Saved entries:
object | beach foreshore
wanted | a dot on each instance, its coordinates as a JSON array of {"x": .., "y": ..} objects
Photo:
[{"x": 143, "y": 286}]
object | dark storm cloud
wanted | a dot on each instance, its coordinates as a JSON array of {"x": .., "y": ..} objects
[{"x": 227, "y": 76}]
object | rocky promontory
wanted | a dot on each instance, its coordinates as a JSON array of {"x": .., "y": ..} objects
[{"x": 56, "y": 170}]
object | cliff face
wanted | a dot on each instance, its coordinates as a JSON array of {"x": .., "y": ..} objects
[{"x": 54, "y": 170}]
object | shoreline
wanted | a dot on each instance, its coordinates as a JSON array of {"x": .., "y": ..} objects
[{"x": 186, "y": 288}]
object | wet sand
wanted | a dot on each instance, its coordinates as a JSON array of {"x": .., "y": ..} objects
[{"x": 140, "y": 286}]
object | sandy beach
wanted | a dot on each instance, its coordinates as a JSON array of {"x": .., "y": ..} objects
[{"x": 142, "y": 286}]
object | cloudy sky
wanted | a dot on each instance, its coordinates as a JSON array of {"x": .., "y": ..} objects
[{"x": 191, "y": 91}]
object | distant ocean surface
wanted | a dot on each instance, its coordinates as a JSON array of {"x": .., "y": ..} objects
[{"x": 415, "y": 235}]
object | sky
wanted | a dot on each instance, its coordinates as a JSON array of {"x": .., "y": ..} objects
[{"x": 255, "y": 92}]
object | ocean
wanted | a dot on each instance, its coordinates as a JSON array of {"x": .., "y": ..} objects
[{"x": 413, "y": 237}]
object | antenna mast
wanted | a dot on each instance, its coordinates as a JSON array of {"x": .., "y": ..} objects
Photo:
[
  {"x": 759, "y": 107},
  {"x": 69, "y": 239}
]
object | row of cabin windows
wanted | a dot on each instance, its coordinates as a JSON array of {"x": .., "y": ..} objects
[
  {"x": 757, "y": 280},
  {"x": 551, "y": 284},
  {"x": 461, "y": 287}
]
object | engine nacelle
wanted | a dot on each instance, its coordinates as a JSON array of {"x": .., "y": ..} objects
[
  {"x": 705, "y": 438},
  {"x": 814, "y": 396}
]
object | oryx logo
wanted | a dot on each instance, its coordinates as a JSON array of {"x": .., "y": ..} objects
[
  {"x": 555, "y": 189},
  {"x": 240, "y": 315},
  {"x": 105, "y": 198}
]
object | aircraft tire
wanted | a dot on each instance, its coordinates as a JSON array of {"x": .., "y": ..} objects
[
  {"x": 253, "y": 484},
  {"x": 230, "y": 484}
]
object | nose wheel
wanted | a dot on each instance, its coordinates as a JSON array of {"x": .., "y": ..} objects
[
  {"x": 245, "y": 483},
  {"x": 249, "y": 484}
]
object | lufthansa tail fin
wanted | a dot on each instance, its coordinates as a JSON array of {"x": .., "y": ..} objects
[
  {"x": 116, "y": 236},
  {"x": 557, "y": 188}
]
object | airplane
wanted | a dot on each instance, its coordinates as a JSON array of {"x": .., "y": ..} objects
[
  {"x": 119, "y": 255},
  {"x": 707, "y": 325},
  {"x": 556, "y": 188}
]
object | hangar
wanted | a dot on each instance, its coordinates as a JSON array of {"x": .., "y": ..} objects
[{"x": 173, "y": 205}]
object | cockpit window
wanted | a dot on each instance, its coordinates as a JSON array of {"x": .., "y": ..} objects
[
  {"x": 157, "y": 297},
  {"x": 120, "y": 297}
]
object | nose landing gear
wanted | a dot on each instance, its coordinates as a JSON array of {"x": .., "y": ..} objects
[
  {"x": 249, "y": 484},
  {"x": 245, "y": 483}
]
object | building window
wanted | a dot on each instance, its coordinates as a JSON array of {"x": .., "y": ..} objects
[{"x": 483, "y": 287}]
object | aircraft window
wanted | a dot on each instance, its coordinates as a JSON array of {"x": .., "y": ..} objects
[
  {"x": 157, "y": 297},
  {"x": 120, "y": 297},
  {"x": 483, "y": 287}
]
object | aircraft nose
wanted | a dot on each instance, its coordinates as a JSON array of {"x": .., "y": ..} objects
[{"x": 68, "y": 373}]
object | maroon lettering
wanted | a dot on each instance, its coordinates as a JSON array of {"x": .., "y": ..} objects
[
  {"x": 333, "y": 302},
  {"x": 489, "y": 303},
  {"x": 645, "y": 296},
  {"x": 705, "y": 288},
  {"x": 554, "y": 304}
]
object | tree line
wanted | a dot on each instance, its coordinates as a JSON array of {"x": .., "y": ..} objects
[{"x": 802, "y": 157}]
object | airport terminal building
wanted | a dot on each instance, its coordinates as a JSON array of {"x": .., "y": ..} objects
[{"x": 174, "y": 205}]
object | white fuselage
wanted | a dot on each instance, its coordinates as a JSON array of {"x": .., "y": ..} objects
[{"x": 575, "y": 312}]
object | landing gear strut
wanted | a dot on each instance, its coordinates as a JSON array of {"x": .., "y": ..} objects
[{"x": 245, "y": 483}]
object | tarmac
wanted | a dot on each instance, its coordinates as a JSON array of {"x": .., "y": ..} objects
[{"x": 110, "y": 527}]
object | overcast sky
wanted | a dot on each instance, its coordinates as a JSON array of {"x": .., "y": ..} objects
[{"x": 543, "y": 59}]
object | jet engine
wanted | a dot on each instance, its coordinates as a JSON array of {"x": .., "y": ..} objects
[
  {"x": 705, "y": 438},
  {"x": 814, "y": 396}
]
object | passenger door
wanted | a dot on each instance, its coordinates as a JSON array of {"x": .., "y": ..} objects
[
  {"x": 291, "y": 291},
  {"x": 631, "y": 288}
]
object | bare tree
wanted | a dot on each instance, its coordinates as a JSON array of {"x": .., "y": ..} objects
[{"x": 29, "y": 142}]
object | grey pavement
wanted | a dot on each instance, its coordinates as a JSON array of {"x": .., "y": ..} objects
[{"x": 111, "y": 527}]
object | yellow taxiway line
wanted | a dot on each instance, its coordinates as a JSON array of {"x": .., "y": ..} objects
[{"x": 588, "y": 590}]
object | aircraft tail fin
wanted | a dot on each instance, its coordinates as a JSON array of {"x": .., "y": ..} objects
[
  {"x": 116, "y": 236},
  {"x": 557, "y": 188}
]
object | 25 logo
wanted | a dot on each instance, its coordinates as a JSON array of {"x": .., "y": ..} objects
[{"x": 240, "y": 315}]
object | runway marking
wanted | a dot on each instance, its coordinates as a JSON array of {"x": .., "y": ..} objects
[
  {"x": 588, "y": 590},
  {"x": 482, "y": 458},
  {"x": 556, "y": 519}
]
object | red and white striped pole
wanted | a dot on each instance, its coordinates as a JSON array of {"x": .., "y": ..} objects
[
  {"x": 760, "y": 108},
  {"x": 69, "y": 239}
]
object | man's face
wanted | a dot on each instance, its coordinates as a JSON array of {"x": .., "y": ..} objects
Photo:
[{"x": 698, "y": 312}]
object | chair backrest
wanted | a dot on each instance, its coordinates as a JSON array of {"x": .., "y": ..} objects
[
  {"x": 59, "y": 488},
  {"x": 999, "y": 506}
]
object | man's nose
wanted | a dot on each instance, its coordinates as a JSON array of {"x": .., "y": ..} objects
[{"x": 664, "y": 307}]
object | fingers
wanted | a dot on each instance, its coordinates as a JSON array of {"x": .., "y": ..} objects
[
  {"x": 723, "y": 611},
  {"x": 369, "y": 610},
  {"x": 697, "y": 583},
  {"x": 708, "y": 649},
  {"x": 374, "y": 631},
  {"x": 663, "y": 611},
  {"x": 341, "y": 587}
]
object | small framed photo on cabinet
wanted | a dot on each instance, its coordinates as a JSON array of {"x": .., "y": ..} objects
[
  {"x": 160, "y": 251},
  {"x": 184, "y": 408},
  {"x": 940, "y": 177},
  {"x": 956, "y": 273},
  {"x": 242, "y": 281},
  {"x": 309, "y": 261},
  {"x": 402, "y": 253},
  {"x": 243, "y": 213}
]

**Task instructions**
Copy out exactly the lines from the line with "object | man's nose" to the end of the listing, including both of those lines, and give nothing else.

**Worked solution**
object | man's nose
wanted | a dot on each instance, its coordinates as a JSON array of {"x": .., "y": ..} objects
[{"x": 664, "y": 307}]
object | fingers
wanted | a dot on each instance, its coordinates as a JSON array of {"x": .., "y": ..} objects
[
  {"x": 723, "y": 611},
  {"x": 369, "y": 610},
  {"x": 697, "y": 583},
  {"x": 708, "y": 649},
  {"x": 374, "y": 631},
  {"x": 663, "y": 611},
  {"x": 341, "y": 587}
]
object | small framed photo on cabinet
wanted | a dot on each instance, its coordinates as a JSON array of {"x": .., "y": ..} objects
[
  {"x": 160, "y": 251},
  {"x": 184, "y": 408},
  {"x": 940, "y": 177},
  {"x": 956, "y": 273},
  {"x": 242, "y": 281},
  {"x": 309, "y": 261},
  {"x": 402, "y": 253},
  {"x": 243, "y": 213}
]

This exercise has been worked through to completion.